-- start of Document passage --

The Development Lotteries Board, also known as DLB, the government's own national lottery organization, was established on January 19, 1983, with great objectives. During the past 39 years, DLB has been able to present many winners whilst marking many turning points in its journey. DLB, during these years, made a tremendous contribution to the enhancement of the education as well as health sectors, giving a true meaning to the money spent by the people of this country on buying lotteries. In the meantime, it labored to change the lives of people in a more positive way.

This institution was established with an investment of Rs. 2.2 million each by the President's Fund and the Mahapola Higher Education Scholarship Trust Fund with the intention of strengthening the financial basis of the President's Fund in accordance with the concept of Mr. Lalith Athulathmudali, when J.R. Jayawardana was the former president. Therefore, DLB still remains as the only public institution that donates the dividends to the President's Fund and Mahapola Higher Education Scholarship Trust Fund. At the commencement, DLB was named as Development Lotteries Center, and then it was transformed into Development Lotteries Trust in 1993. Later, on August 12, 1997, it was again transformed into the Development Lotteries Board by the Development Lotteries Act No. 20 of 1997.

Contribution 
DLB, which is successfully stepping forward, makes its contributions to the President’s Fund and Mahapola Higher Education Scholarship Trust Fund adhering to its main objectives whilst making many developments. Accordingly, DLB could make a contribution of Rs. 2,132,089,178 to the President’s Fund during the period from 1983 up to 2018. In the meantime, the number of scholarships awarded since the establishment of DLB for the higher education of needy students in the country is 289137. Therefore, the service rendered by DLB investing the money spent by people from their pockets can, without any doubt, be highlighted as an unmatched service for the development of the country and people.

-- end of Document passage --
-- start of Given material --

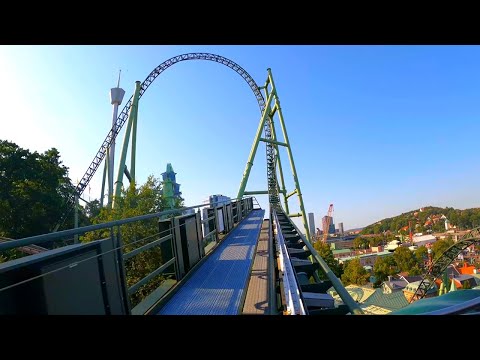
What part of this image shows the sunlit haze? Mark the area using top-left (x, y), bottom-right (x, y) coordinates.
top-left (0, 45), bottom-right (480, 229)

-- end of Given material --

▸ Set exercise A
Using the passage on the Development Lotteries Board, answer the following:
(i) On what date was the Development Lotteries Board established?
(ii) Under what name did the institution begin?
(iii) How many scholarships have been awarded since its establishment?
▸ Set exercise B
Continue the passage about the Development Lotteries Board from its final sentence.

▸ Expected answer A
(i) January 19, 1983
(ii) Development Lotteries Center
(iii) 289137

▸ Expected answer B
Employment 
With all these measures, DLB has provided employment to a large number of people, including 104 District Agents, more than 2500 Sales Agents, and more than 20,000 sales assistants. Therefore, DLB has made a safe platform to live with dignity for more than one hundred thousand, who are dependent on the above employees.  In the meantime, DLB provides employment to more than 300 employees as the staff of the institution, proving its capacity to protect the staff as customers. The decision taken by DLB to provide employment to nearly 550 differently abled people, who are not accepted by most of the institutions in the job market, has brought smiles to these people, giving them an opportunity to live a fruitful life.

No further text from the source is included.